◆ Prompt: Begin at the top of the records below and return each line exactly through the line with "Expected: the pointer indicates a point on the white brick". Skip pictures.
Source data Start Marker
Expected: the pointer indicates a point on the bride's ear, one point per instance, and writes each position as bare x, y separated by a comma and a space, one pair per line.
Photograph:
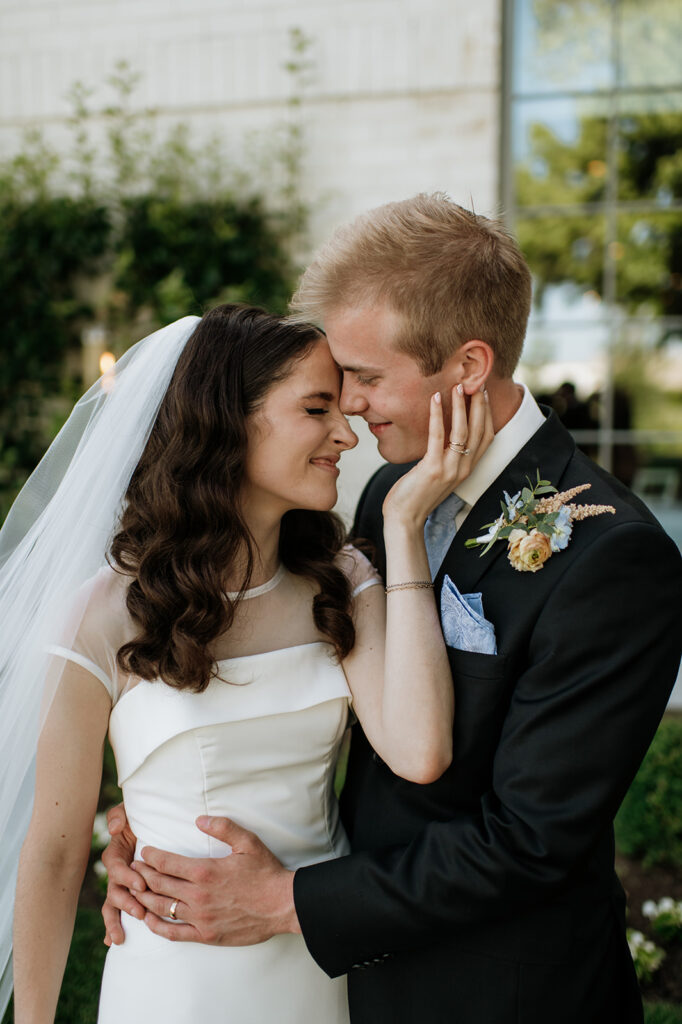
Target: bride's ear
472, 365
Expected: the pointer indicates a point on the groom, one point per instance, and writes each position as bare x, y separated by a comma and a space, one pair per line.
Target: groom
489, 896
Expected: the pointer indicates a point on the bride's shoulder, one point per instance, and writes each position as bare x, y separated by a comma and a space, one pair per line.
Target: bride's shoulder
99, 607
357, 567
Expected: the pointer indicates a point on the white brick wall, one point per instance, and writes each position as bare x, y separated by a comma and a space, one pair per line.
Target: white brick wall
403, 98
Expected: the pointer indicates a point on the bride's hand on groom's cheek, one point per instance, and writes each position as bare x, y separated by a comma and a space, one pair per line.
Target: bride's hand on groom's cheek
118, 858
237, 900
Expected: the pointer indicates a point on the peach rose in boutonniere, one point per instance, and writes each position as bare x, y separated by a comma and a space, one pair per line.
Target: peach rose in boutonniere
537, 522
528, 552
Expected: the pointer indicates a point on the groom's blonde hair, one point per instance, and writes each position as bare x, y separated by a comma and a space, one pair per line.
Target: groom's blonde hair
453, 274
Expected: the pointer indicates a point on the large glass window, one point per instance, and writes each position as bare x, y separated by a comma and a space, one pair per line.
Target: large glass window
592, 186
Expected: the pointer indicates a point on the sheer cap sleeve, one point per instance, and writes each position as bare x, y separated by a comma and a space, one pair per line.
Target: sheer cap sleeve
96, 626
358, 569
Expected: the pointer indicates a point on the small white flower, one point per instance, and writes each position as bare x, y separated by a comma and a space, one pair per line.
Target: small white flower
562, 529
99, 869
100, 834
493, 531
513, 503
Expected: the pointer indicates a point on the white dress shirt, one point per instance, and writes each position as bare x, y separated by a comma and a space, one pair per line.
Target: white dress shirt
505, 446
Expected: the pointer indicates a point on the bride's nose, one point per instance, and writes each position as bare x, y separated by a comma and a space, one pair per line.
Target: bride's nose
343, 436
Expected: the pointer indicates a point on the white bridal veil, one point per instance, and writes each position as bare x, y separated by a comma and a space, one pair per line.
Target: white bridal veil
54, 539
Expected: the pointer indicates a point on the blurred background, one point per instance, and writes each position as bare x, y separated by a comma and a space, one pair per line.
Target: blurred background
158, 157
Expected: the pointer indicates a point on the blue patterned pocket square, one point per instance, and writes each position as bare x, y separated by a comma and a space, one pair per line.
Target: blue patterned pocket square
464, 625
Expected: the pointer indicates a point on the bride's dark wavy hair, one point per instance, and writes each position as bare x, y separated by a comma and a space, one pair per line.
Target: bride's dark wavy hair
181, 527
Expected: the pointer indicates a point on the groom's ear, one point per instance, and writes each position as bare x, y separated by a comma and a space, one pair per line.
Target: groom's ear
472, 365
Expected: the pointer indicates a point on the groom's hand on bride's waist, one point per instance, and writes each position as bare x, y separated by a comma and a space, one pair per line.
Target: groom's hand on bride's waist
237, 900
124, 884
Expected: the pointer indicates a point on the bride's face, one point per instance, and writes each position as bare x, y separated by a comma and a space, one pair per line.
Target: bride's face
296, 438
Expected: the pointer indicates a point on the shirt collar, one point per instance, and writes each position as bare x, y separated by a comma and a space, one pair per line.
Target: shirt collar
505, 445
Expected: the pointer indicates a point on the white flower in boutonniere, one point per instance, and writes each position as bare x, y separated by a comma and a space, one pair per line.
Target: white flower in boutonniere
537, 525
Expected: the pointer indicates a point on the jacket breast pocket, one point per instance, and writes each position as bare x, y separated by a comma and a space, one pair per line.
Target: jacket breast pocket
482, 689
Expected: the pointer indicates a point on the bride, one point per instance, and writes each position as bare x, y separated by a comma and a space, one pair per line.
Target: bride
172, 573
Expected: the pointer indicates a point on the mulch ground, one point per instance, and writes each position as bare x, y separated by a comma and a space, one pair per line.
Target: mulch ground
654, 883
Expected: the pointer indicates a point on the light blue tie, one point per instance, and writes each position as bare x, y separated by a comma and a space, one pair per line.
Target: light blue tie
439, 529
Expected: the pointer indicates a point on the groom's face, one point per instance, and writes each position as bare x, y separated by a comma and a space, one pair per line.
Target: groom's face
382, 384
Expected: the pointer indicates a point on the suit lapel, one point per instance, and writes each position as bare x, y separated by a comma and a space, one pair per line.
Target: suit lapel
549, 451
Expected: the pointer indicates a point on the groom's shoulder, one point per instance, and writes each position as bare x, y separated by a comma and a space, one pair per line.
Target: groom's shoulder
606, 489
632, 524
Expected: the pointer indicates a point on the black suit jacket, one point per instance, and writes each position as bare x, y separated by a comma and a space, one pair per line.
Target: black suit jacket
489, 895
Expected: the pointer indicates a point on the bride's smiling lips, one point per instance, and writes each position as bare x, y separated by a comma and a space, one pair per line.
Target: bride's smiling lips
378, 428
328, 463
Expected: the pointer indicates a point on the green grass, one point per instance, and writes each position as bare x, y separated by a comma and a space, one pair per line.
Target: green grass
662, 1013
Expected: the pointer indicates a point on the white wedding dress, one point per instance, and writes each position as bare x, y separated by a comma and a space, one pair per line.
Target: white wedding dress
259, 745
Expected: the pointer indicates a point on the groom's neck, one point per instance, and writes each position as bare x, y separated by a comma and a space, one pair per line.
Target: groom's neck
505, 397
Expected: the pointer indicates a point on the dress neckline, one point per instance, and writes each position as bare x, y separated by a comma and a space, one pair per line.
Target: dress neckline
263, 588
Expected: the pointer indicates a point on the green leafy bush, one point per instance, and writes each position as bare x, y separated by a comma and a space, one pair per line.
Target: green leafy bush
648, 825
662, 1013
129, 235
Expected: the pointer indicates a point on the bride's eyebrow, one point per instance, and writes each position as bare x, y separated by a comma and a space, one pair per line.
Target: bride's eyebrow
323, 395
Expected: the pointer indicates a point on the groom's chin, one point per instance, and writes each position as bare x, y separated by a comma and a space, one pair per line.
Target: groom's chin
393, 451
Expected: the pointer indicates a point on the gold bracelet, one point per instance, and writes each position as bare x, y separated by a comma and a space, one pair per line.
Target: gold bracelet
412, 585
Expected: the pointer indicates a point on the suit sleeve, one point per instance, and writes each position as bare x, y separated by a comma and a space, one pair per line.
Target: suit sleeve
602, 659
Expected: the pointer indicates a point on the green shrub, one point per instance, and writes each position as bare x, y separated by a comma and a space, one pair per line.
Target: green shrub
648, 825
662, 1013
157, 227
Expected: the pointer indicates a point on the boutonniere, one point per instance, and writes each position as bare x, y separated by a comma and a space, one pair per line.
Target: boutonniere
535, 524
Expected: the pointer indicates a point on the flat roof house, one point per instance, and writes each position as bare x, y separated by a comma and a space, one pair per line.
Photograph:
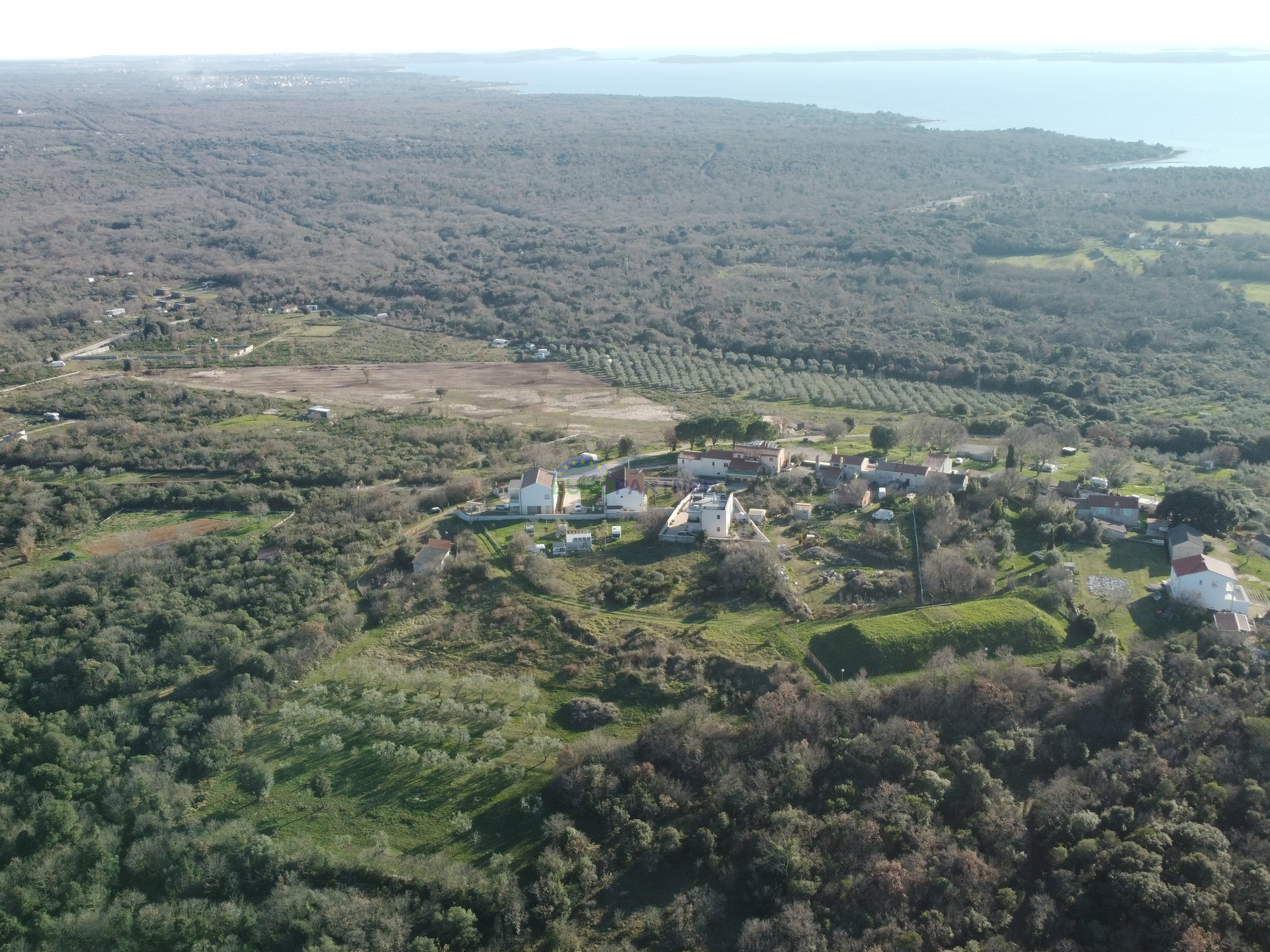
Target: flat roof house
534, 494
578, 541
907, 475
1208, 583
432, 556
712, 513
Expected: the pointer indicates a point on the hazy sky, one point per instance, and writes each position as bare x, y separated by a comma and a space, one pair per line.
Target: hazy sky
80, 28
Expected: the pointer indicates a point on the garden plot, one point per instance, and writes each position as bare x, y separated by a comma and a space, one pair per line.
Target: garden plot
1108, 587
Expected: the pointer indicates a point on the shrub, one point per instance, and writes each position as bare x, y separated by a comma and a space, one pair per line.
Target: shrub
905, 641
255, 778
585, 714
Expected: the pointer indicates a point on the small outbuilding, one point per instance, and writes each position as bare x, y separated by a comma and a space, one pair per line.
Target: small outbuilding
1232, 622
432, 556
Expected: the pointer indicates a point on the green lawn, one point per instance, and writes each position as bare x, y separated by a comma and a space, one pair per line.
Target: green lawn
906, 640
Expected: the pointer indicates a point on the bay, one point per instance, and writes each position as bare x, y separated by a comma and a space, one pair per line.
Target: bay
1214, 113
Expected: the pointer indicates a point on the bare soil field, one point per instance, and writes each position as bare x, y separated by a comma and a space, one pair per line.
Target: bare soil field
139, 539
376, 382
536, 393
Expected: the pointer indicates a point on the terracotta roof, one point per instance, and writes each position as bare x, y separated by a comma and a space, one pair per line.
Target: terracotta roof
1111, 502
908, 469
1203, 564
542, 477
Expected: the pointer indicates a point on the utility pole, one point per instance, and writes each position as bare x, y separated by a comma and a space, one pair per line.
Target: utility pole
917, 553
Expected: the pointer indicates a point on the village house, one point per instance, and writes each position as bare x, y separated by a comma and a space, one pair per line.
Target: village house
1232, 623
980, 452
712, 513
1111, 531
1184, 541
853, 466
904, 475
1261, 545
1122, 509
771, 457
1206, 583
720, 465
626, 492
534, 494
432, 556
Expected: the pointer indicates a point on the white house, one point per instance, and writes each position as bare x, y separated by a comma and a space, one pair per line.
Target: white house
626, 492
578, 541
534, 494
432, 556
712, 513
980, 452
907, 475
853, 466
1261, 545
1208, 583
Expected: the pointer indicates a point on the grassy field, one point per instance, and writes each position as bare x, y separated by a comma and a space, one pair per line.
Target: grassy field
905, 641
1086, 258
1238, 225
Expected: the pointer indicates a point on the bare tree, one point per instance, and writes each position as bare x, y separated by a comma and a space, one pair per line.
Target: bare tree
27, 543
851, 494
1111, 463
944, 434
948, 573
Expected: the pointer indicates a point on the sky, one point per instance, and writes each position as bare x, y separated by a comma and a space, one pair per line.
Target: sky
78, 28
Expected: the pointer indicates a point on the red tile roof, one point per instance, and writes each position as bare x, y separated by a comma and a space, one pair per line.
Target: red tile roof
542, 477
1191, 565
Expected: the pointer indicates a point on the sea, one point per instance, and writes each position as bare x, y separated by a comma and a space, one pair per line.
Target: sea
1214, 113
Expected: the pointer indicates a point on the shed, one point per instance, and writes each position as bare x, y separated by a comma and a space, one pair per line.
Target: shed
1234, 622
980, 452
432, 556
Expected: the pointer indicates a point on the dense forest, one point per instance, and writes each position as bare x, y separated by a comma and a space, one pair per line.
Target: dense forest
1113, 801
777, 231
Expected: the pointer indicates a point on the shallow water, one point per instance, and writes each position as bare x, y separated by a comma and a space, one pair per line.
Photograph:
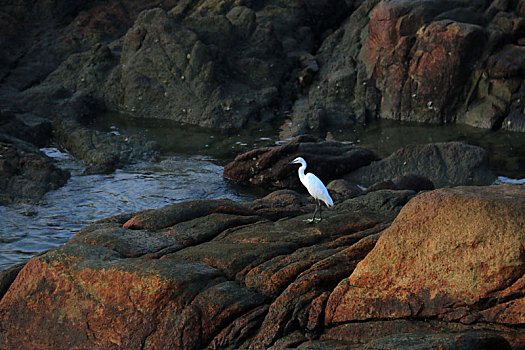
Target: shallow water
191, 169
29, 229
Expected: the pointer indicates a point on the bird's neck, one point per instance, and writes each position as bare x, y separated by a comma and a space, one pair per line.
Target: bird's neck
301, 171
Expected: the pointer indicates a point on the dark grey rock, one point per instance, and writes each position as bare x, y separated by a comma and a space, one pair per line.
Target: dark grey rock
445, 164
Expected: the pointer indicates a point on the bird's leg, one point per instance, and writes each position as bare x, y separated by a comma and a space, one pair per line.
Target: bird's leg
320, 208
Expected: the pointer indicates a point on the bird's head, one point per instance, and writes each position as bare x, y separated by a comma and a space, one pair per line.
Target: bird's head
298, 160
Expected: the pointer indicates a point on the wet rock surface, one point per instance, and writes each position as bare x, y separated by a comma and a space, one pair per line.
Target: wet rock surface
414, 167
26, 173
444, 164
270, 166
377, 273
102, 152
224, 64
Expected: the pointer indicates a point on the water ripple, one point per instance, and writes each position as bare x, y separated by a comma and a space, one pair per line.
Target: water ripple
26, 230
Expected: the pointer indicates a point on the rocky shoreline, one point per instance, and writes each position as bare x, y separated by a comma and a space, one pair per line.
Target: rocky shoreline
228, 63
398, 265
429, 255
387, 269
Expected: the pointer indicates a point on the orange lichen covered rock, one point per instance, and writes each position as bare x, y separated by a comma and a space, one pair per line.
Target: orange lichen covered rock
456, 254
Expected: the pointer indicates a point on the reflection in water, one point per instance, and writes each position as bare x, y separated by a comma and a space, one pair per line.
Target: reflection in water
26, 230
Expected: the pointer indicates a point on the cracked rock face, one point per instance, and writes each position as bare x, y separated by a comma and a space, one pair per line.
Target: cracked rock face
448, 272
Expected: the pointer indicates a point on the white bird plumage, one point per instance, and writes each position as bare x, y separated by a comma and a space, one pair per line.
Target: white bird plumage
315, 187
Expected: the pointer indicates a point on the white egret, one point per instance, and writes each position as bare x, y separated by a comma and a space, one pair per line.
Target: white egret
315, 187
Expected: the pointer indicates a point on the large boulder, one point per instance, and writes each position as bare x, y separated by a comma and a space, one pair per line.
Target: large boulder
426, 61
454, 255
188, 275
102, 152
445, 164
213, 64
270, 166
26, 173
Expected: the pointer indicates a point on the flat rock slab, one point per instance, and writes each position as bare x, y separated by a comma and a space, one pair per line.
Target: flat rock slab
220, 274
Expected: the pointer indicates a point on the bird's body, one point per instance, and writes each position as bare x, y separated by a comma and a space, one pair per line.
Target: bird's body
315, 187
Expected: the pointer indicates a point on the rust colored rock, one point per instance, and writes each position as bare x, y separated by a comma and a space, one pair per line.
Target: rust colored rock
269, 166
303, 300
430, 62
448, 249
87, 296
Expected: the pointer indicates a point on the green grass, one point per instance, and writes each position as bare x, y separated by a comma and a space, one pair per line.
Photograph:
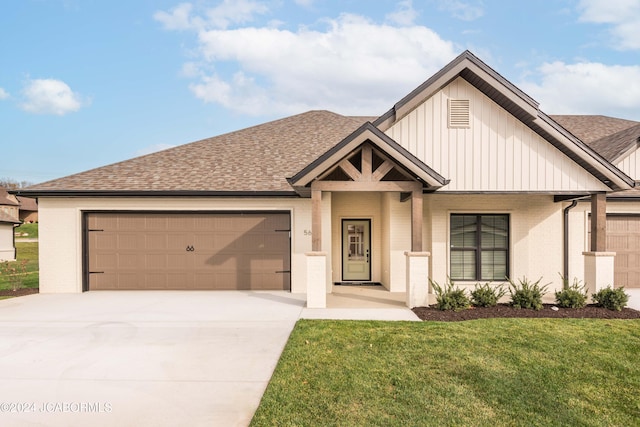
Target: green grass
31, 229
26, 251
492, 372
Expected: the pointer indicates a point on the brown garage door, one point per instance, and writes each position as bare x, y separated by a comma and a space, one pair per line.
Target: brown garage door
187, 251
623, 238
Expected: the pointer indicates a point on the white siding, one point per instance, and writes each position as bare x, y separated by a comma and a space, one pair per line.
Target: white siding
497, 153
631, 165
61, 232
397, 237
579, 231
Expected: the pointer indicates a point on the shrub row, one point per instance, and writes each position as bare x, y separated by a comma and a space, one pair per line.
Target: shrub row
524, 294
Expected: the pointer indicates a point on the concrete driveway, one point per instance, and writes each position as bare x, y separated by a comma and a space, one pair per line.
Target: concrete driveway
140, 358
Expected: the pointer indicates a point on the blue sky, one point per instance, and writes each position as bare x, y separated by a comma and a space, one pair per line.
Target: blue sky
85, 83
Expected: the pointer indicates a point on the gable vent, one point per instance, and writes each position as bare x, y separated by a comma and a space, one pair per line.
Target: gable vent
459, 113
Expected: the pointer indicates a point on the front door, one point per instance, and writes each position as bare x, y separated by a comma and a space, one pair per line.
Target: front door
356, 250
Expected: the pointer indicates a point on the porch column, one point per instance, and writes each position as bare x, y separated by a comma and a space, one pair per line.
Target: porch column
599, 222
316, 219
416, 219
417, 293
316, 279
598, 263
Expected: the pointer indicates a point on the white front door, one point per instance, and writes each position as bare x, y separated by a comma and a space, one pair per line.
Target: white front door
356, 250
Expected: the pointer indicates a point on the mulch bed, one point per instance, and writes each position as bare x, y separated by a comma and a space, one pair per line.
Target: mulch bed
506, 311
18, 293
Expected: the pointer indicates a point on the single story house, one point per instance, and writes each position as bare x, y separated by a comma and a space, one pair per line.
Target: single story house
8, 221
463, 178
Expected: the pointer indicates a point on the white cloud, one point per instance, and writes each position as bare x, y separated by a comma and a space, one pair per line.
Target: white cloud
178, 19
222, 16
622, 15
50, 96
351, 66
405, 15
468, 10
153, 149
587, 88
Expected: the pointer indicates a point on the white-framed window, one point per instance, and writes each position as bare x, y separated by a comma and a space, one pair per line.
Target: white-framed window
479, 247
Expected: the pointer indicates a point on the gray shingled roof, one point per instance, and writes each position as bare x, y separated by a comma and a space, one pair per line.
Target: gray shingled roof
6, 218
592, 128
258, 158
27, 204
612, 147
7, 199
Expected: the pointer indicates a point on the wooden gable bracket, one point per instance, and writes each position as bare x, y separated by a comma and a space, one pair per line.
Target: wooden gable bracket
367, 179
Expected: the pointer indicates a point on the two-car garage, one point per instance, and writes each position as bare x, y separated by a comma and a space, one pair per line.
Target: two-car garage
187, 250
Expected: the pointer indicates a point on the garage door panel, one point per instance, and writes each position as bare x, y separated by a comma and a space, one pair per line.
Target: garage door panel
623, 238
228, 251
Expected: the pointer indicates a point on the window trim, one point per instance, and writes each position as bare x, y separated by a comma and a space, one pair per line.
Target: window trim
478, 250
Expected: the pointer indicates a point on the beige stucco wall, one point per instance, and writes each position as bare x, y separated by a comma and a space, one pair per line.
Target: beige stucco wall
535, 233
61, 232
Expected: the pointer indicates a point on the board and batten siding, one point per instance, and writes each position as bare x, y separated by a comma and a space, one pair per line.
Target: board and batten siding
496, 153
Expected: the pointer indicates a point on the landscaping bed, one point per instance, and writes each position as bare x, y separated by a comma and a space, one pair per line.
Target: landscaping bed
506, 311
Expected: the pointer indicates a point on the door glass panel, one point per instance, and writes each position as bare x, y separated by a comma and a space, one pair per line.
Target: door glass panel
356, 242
Source data End Marker
◆ Problem solution:
Expected: the pointer indicates a point on the bride's ear, one point per instance, and writes each position as bare x, y separated by a comma and a space, one pair per line.
Photograph:
Target: bride's ear
472, 365
Expected: the pointer indicates a point on the groom, one point per instance, and writes each position as bare x, y separated by a comma and a space, one pair per line.
Target: groom
489, 896
Expected: the pointer indicates a point on the bride's shoulder, one point per instance, and writes each position as bare x, y separated by a comma and a space, one pair per line.
Target: bride's shoulder
99, 607
357, 567
Expected: the pointer indicates a point on the white brick wall, one point per instance, and writes each position as bare x, y separated by a comma and a space, one pair per line.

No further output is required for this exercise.